**WRITTEN EXERCISE**
Copy each of the entries below word for word, leaving nothing out.

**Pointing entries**
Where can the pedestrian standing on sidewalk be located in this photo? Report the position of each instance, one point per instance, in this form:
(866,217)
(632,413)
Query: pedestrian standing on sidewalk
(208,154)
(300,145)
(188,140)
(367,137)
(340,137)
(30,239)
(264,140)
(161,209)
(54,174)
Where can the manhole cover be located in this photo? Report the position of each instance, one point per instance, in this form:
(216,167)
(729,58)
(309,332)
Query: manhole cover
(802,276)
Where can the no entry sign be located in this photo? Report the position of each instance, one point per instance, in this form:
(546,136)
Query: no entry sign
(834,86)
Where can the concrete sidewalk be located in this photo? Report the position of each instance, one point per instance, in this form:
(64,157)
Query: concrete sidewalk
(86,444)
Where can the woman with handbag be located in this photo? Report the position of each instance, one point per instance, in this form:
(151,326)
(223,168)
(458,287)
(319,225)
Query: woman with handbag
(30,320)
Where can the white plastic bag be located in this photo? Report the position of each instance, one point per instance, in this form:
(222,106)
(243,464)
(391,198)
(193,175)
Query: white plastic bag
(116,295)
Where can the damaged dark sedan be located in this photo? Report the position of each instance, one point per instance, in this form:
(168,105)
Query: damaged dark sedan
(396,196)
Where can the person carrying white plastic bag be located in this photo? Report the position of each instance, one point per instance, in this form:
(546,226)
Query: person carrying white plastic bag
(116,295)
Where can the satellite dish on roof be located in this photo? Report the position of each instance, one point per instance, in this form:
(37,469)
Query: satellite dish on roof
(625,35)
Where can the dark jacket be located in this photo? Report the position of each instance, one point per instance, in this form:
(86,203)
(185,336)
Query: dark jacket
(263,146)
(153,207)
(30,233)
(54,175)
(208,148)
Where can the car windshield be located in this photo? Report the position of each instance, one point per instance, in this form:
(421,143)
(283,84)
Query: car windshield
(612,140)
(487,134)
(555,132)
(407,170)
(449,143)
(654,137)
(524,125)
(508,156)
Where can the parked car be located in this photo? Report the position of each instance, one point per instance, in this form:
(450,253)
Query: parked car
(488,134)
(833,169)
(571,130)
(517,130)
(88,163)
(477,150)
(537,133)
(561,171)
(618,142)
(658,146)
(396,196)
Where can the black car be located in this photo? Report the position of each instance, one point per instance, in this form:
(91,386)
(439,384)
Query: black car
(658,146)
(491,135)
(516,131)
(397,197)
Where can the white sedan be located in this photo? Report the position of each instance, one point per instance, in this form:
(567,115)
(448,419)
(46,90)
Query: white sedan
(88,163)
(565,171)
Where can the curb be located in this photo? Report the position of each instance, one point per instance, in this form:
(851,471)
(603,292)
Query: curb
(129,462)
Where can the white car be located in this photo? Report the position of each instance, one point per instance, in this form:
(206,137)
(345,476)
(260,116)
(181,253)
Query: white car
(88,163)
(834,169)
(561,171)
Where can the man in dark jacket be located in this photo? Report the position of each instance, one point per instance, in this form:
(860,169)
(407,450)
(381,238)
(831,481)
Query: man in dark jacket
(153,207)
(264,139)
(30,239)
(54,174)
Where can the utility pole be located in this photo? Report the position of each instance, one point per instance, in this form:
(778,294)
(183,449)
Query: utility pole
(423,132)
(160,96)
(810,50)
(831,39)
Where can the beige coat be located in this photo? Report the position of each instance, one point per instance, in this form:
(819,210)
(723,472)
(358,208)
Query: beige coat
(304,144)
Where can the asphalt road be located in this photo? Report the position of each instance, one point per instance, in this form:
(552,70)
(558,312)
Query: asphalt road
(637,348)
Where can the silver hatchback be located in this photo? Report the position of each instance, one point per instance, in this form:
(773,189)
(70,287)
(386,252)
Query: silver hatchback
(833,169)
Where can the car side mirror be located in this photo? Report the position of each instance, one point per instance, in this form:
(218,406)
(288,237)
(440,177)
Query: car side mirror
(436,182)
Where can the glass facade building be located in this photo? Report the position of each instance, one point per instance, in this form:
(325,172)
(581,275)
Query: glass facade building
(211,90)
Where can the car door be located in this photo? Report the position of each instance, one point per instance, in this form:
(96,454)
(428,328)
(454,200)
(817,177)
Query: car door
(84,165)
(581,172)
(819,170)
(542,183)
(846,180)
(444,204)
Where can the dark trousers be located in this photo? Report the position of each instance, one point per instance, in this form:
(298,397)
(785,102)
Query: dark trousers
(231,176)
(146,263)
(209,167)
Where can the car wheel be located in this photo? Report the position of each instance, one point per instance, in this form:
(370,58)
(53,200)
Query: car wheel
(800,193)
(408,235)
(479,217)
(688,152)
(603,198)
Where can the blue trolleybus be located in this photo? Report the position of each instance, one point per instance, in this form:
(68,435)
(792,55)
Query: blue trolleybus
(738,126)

**RESULT OF THE EXERCISE**
Where can the pedestrian standing on sidewalk be located in this photo? Report the position of each instance, one point per instance, in this form:
(866,217)
(632,413)
Query: pedestrian standing on sidewalk
(208,154)
(300,145)
(188,140)
(367,137)
(340,137)
(30,239)
(264,140)
(161,209)
(54,174)
Where can the manhole cover be located in this photo? Report the position of each instance, one point per instance, in this form:
(216,167)
(729,58)
(309,332)
Query: manhole cover
(802,276)
Where can the no entry sign be located in this photo? Report the position of each instance, one point per instance, in this form:
(546,136)
Query: no entry sign
(834,86)
Where can the concrete sidewalk be located in this photo? Report the position of each instance, one point per instance, in this form:
(64,157)
Query: concrete sidewalk
(86,444)
Where can the woman with handbag be located in this photo? Report the position of each instance, one point per instance, in this form:
(151,326)
(223,168)
(458,287)
(319,225)
Query: woman with handbag
(30,320)
Where can the white plastic bag be located in this photo? Report the position of each instance, one point per instance, in this form:
(222,106)
(243,464)
(391,198)
(193,175)
Query: white plastic bag
(116,295)
Where can the damaged dark sedan be located in this photo? Report the position of each instance, one point per instance, in this form:
(168,105)
Query: damaged dark sedan
(396,196)
Where can the person carrying white plastic bag be located in this photo? Report the position of each instance, one point per instance, in this form:
(546,226)
Query: person carrying white plastic bag
(116,295)
Where can the satellite dish on roof be located in this photo? Report the position of each instance, one point per instance, in this form:
(37,469)
Query: satellite dish on roof
(625,35)
Where can the dark jacket be located in this photo? Report the position of each instance, one point per instance, in this form:
(86,203)
(185,336)
Query: dark jacket
(263,146)
(153,207)
(30,233)
(54,175)
(208,148)
Where can the car windshield be located in this photo? Report the position of each instance, one point per instance, in this form:
(421,143)
(283,84)
Query: car windshield
(612,140)
(487,134)
(555,132)
(407,170)
(449,143)
(654,137)
(524,125)
(508,156)
Where can the parked car be located in this photo? Report the position of each instance, one point per instance, in this form:
(450,253)
Query: parked car
(488,134)
(833,169)
(571,130)
(517,130)
(88,163)
(477,150)
(537,133)
(561,171)
(618,142)
(658,146)
(396,196)
Where can the black car be located in this photo? Report the position of each instance, one point per instance, in this form:
(91,386)
(439,384)
Query: black car
(658,146)
(491,135)
(516,131)
(397,197)
Where can the white sedan be located in this photo? Report the position of each instance, one point per instance, in this form:
(567,115)
(448,419)
(46,90)
Query: white sedan
(88,163)
(565,171)
Where can the curb be located in this photo? Report the position of each instance, one point per instance, in this form:
(851,471)
(603,292)
Query: curb
(129,462)
Where can the white car be located in this photo? Report the position of each instance, one point per instance, in this form:
(206,137)
(345,476)
(260,116)
(181,253)
Query: white car
(88,163)
(834,169)
(561,171)
Where can the man in dark jacket be located in this photo? Report the position of each instance, one point per instance, in this form:
(860,169)
(407,450)
(381,238)
(831,481)
Query: man in dark jacket
(153,207)
(264,139)
(30,239)
(54,174)
Where can the utility pole be located in this photo? Report the position of each instance, one point per instance, in this form:
(778,294)
(183,449)
Query: utility pole
(423,132)
(160,96)
(810,50)
(831,39)
Where can the beige coat be located in this photo? Report the position of each instance, one point per instance, in this form:
(819,210)
(723,472)
(358,208)
Query: beige coat
(304,144)
Where can the asphalt road be located in this photo? Report the position of each instance, one point per instance, in this form:
(552,70)
(558,312)
Query: asphalt road
(637,348)
Where can the silver hatchback be located in this photo? Report the position of each instance, one point per instance, in this form:
(773,189)
(70,287)
(386,252)
Query: silver hatchback
(833,169)
Where can the car side mirror be located in this photo? Report the position of each instance, one point per instance, in this form:
(218,406)
(288,237)
(440,177)
Query: car side mirror
(436,182)
Where can the glass facade building be located in this photo? Report the position of each instance, one point per instance, in this form:
(325,172)
(581,275)
Query: glass facade building
(211,90)
Where can the car door be located in this photo? Report the position of each instance, one point per instance, in this form:
(96,454)
(428,328)
(454,200)
(817,177)
Query: car door
(84,165)
(581,172)
(819,170)
(542,183)
(846,180)
(444,204)
Where can the dark trousers be located in this photo? Report the position of each instance, one point per instance, in this form:
(298,397)
(785,102)
Query: dark trousers
(231,176)
(146,263)
(209,167)
Where can the car wheel be located in this photo? Report the position of each instance, one point per instance, in this form:
(370,58)
(53,200)
Query: car wheel
(800,193)
(408,235)
(479,217)
(688,152)
(603,198)
Where can the blue trolleybus be located in this photo? Report the position of each instance, one point per instance, in this form:
(68,435)
(792,55)
Query: blue trolleybus
(738,126)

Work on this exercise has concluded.